◆ REQUEST
Rewrite the material between the lines holding "The scan above contains the rounded" and "[280,290,373,336]", inclusive, swapping "rounded" for "curved" and keeping everything else the same. Give only those lines.

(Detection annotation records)
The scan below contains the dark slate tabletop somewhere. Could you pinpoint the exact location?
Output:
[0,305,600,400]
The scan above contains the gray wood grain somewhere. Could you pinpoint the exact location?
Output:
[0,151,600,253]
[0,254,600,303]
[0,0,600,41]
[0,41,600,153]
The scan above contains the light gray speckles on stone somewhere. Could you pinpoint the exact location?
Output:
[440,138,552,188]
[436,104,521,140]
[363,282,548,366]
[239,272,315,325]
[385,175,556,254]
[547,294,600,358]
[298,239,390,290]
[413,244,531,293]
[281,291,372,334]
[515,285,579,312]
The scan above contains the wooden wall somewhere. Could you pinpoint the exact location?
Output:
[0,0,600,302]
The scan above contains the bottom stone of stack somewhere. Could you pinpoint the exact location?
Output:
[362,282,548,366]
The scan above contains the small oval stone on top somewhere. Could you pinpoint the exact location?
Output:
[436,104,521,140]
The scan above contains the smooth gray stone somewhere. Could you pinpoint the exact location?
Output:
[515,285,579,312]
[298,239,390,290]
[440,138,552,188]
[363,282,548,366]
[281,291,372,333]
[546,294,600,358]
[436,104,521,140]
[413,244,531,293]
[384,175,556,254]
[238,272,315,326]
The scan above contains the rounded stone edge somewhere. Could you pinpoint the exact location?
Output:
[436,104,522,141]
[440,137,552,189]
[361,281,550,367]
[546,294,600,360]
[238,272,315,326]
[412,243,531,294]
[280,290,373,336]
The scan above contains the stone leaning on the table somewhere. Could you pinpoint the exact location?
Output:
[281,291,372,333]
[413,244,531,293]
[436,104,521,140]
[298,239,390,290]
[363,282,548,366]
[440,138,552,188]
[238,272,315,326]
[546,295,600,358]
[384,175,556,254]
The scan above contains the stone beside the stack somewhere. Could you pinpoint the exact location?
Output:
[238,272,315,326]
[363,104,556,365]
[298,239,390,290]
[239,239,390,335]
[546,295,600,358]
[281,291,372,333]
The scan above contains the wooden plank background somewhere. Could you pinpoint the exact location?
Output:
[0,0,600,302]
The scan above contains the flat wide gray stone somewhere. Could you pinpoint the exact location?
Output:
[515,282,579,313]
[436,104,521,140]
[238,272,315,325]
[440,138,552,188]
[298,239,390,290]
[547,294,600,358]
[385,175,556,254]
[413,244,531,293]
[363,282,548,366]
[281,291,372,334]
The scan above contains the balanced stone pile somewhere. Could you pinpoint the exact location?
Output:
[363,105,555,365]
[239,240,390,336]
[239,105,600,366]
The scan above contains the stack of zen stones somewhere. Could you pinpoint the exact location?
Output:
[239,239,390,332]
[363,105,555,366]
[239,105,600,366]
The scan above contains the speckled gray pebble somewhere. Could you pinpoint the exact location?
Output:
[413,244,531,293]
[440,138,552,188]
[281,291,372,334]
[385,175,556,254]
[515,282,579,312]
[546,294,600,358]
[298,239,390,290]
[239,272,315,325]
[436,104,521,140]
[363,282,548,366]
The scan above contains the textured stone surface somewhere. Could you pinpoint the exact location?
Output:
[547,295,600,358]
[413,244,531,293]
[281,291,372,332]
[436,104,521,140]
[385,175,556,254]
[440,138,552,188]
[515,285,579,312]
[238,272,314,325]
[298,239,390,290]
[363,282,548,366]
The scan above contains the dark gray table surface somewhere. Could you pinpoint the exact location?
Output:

==

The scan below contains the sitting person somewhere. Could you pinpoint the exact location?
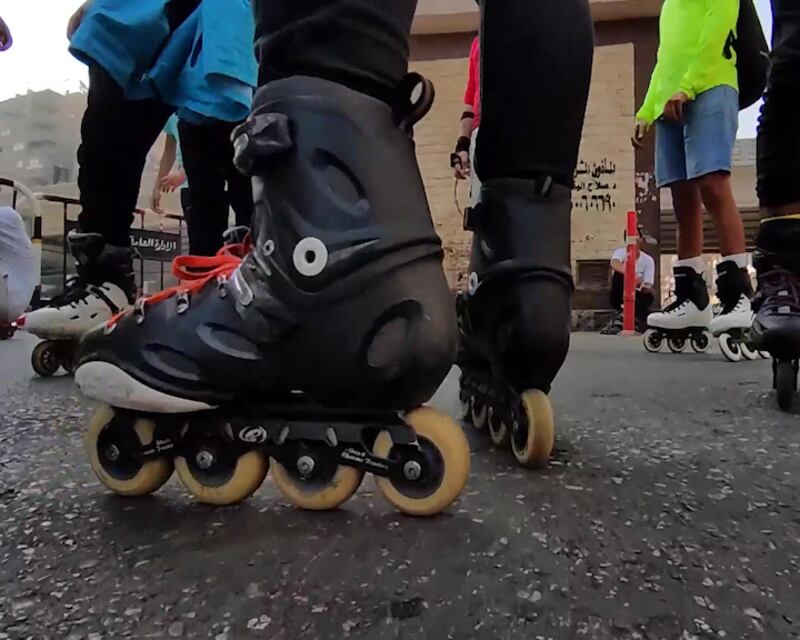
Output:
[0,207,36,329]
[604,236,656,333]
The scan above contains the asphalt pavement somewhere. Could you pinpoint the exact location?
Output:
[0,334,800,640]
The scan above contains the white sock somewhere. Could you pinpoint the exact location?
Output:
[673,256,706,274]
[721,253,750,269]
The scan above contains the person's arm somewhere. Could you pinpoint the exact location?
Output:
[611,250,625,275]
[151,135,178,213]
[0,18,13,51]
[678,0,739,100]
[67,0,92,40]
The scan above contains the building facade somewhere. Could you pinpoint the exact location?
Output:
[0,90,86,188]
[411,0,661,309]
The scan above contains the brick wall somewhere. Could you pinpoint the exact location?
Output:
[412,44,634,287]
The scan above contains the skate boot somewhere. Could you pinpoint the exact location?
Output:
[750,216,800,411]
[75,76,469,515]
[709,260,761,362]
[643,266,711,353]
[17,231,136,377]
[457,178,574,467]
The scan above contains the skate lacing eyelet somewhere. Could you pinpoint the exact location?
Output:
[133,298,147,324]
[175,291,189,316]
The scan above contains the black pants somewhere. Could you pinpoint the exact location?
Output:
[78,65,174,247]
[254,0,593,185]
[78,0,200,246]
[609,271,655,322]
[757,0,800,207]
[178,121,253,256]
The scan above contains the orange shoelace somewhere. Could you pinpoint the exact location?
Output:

...

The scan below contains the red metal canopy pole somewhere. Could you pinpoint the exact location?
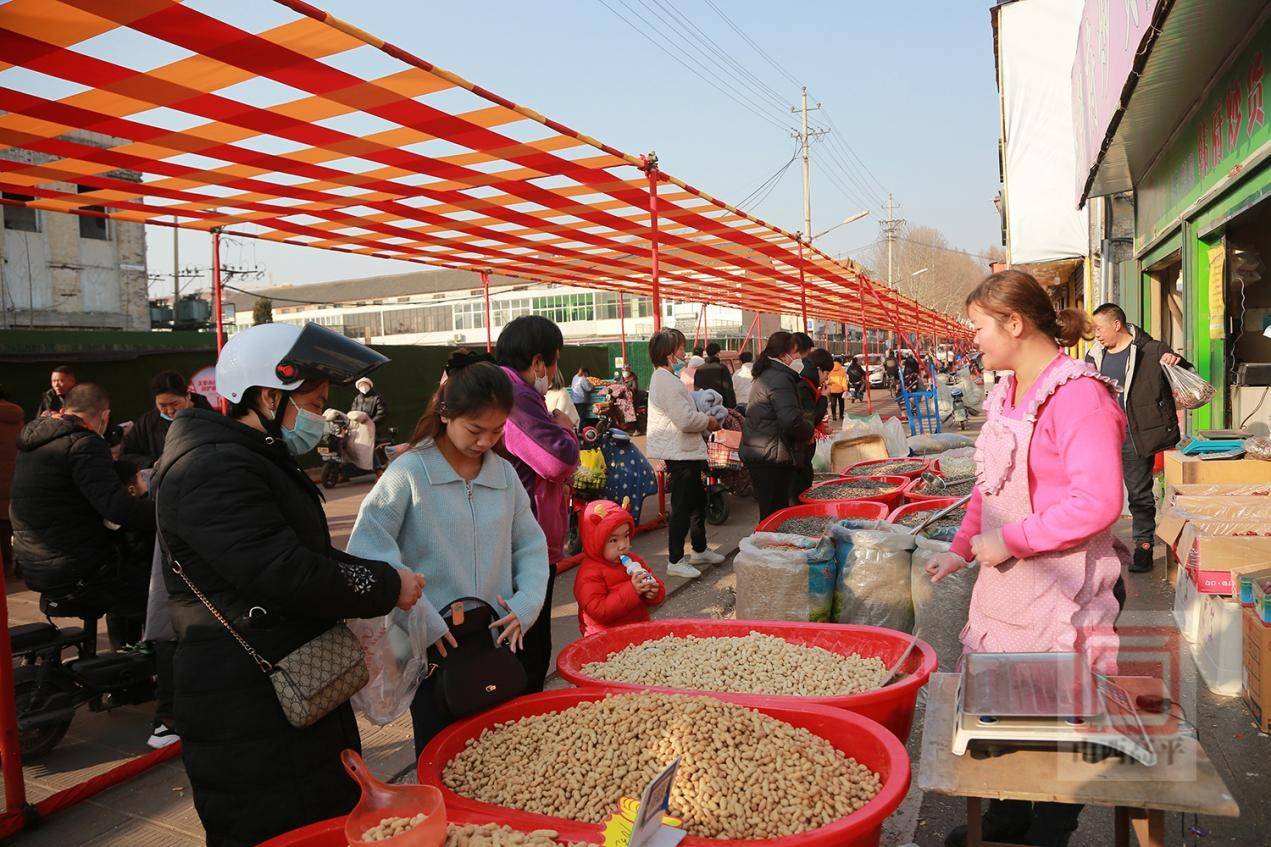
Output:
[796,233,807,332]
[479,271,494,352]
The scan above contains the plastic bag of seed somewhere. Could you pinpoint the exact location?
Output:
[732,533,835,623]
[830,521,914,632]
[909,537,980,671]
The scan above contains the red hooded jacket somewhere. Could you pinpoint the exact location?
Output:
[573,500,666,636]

◆ EXERCISE ANSWER
The scan above contains the curved stone edge somewhere. Could you pinpoint the exact location?
Output:
[436,104,522,141]
[440,137,552,189]
[361,281,550,367]
[546,294,600,360]
[238,272,315,326]
[412,243,531,294]
[280,290,373,336]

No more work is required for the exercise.